* [Directions]:
(A) In the text on Adventist family ministry, which prophet is said to predict an upward family trend in the last days?
(B) Write the next part of the text on Adventist family ministry, picking up after its final sentence.

Adventist family ministry aims to facilitate loving family relationships as the vital starting point to loving relationships with all of humankind. As Ellen White said: "The strongest argument in favor of the gospel is a loving and lovable Christian. Having good relationships is vital both for personal salvation and for evangelism. Thus Adventists find in the great controversy theme a most powerful theological, eschatological mandate for comprehensive family ministry.


Adventist family ministry and dual end-time trends

The great controversy theme gives Adventist family ministry a distinctive optimism. Scripture predicts dual trends affecting families in the days preceding Jesus' return. The first is a powerful downward family trend (see 2 Tim. 3:1-5). In this trend love and faithfulness disappear, to be replaced by selfishness and immorality. There can be little doubt that we are in the midst of this predicted downward trend.

On the opposite end of the prophetic spectrum, Malachi predicts a powerful upward family trend in which the hearts of family members will turn to each other in fresh love and faithfulness during the last days (Mal. 4:56). Like all divinely empowered trends, the upward family life trend is more powerful than its demonic counterpart. This means that although the general picture of family life at the end of time is a sordid one, the Christian family will demonstrate a true intimacy and beauty of unprecedented quality.

Beyond Malachi's promise, what evidence is there to support such optimism? First, modern advances in the behavioral sciences, especially when adopted with discrimination, offer an understanding of behavior and relationships unavailable to previous generations. Second, dramatic advances in Christian family ministry have created a wealth of material offering insight and information not available even 20 years ago. Third, in past generations the social stigma of divorce and the financial dependence of women often created stable marriages out of necessity. The relationships of good Christian couples were not necessarily healthy even though divorce was out of the question. Today's changed social environment, in which divorce is considered an acceptable option and in which women can support themselves, makes good, stable marriage relationships a more authentic choice.

When I look at Christian couples whose relationships are stable and commit ted by choice, who are actually using available family life resources and who are indeed working on their relationships, I see some of the best marriages.


Adventist family ministry and growth in Christ

Adventist family ministry is distinctive because it plays a vital role in preparing Christians for the kingdom of God. When people become Christians, they embark on a lifelong journey of growth into the fullness of Jesus Christ. This growth process, sanctification, includes overcoming bad habits, developing good habits, developing Christian virtues and graces, sharing Christ with others, and developing an ever-deeper understanding of God's truth.

* [Entries supplied]:

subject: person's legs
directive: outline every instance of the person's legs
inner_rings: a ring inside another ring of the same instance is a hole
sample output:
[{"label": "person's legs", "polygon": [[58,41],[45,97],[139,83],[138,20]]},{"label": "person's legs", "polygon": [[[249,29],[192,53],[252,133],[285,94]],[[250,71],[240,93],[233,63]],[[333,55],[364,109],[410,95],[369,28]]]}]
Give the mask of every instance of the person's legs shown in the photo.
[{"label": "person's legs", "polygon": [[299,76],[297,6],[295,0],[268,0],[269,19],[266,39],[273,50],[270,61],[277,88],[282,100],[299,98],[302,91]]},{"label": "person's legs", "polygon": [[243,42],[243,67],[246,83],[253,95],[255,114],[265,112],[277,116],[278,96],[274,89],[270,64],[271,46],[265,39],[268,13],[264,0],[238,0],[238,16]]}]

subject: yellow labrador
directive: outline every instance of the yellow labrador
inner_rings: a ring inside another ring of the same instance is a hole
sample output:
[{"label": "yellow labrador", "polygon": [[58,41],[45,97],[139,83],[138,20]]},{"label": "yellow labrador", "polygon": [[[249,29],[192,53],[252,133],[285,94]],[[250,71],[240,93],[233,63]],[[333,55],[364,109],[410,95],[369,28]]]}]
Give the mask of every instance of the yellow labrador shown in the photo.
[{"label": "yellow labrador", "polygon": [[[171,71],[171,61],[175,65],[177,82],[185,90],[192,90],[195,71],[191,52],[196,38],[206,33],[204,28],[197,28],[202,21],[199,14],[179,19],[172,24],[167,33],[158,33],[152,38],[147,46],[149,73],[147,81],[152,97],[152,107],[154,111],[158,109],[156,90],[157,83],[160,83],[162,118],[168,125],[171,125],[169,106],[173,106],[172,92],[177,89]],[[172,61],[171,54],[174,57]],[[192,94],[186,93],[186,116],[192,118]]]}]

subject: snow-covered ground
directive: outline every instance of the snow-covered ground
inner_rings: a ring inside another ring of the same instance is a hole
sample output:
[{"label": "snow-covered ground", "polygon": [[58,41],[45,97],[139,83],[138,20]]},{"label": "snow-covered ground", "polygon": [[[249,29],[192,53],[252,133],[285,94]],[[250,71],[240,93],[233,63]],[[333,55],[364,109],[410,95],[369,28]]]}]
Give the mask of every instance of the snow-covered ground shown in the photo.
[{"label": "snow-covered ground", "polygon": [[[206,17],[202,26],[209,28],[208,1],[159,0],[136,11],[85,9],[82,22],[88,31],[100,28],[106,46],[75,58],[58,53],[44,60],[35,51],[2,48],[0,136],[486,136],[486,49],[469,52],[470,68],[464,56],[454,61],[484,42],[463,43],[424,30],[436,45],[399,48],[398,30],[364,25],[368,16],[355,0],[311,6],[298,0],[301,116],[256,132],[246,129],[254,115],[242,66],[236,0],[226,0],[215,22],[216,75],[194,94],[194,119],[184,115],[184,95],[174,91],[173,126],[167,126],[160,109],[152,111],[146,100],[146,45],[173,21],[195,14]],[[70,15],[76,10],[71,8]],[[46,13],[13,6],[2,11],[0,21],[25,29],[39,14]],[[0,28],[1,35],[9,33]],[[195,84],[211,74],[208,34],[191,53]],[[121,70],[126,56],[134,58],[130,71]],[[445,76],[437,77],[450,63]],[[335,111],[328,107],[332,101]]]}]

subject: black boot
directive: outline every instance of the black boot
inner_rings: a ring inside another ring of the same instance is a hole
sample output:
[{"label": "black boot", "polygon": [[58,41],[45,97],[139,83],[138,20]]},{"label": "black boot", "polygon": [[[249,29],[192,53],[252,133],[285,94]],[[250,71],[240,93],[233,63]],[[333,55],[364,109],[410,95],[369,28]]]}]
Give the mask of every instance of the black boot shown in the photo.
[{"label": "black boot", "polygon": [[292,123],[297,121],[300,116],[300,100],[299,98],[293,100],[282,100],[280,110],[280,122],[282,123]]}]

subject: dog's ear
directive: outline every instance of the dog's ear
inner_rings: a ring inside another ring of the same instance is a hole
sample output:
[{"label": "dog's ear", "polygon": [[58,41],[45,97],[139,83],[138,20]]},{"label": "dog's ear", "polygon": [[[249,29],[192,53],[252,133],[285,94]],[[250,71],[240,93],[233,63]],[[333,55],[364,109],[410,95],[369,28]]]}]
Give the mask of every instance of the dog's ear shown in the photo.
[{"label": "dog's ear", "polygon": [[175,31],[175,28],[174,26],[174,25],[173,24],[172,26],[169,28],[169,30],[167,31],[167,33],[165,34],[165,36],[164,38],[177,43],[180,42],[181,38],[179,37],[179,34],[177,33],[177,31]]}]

* [Per-task outputs]:
(A) Malachi

(B)
What about developing good family relationships? Does becoming a better spouse, parent, or family member have any thing to do with sanctification? Have you ever noticed Adventists who are deeply concerned about behavioral perfectionism, lifestyle matters, doctrinal issues, or the faults of "the brethren," while having miserable relationships at home? Have you known people who burn themselves out in God's service, while paying scant attention to their most valuable relationships?

Any definition of sanctification that leaves out growing, improving family relationships has to be seriously deficient. This is not to suggest that people who experience family conflict are inferior Christians. Judging another person's Christian experience by the way they relate to their spouse would be fruitless and wrong. Family relationships need to grow from the point at which they presently stand. Improving one's family relationships must not become a mere legalistic act.

Yet God is clearly concerned with the quality of our relationships, especially our marriage relationships, because marriage is the foundational human-to-human relationship. Marriage forms, constructs, and integrates our other relationships. Christ can do His best transformation from within marriage relationships. He wants Christian virtues and graces to reach their pinnacle in our marriages. A good marriage is a pivotal element of Christian experience and development.

Because sanctification includes growth in family relationships, family ministry stands at the center of the Adventist mes sage. To be complete, the church's work of nurturing spiritual growth among its members must include comprehensive family ministry.


Adventist family ministry and evangelism

Adventist family ministry is distinctive because it is evangelistic. The concept of "felt-need evangelism" has received strong emphasis among Adventists. The idea is to minister to the needs people feel, thus gaining their confidence and making them more open to the gospel invitation and the distinctive elements of Adventism. Ellen White identifies this kind of approach as "Christ's method."3

Probably the felt need most often addressed by Adventists has been the need for better physical health. What about the felt need for better family life? Look anywhere— east or west, north or south—and there is family stress and distress. Books of statistics could be compiled to demonstrate the scope of family fragmentation around the globe. Good marriages seem elusive these days. Yet the human heart cries out for the comfort and security that only good marriage can provide.

Consider the blows sustained by the family in recent decades. During the 1960s Western countries went through the "sexual revolution," and Christian family life principles were denounced as "old-fashioned." At about the same time many developing countries emerging into political independence denounced Christian family life principles as "colonialist." Then the gay community came out of the closet to pro mote its "alternative lifestyle." Political change in the former Communist countries has been accompanied by family upheaval. The AIDS crisis has had its own devastating effect on the family. It is not difficult to make strong arguments for the fact that vast proportions of the popular media have developed militant anti-family dynamics. The cumulative family fragmentation caused by these and other philosophical and social trends has been catastrophic to the home.

In the 1990s even secular people recognize that something has to change. Christians can see more clearly than ever that biblical family life principles offer the only safe path for people of all cultures. There is a new openness to evaluate family life traditions and to replace secular elements with solidly Christian patterns.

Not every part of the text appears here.